OBJECTIVE – Set down every one of the rows below word for word, leaving out the pictures.

[begin GIVEN RECORDS]

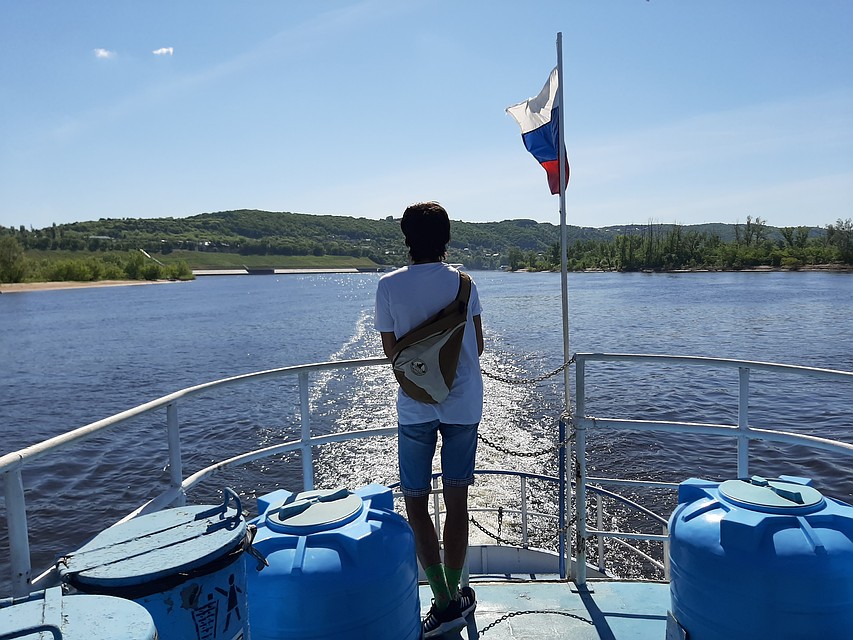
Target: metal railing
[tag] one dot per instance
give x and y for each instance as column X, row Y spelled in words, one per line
column 742, row 432
column 12, row 464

[end GIVEN RECORDS]

FULL ANSWER –
Target: metal railing
[tag] one dot per instance
give x and y for each instance as column X, row Y spelled in words, one per line
column 742, row 432
column 12, row 464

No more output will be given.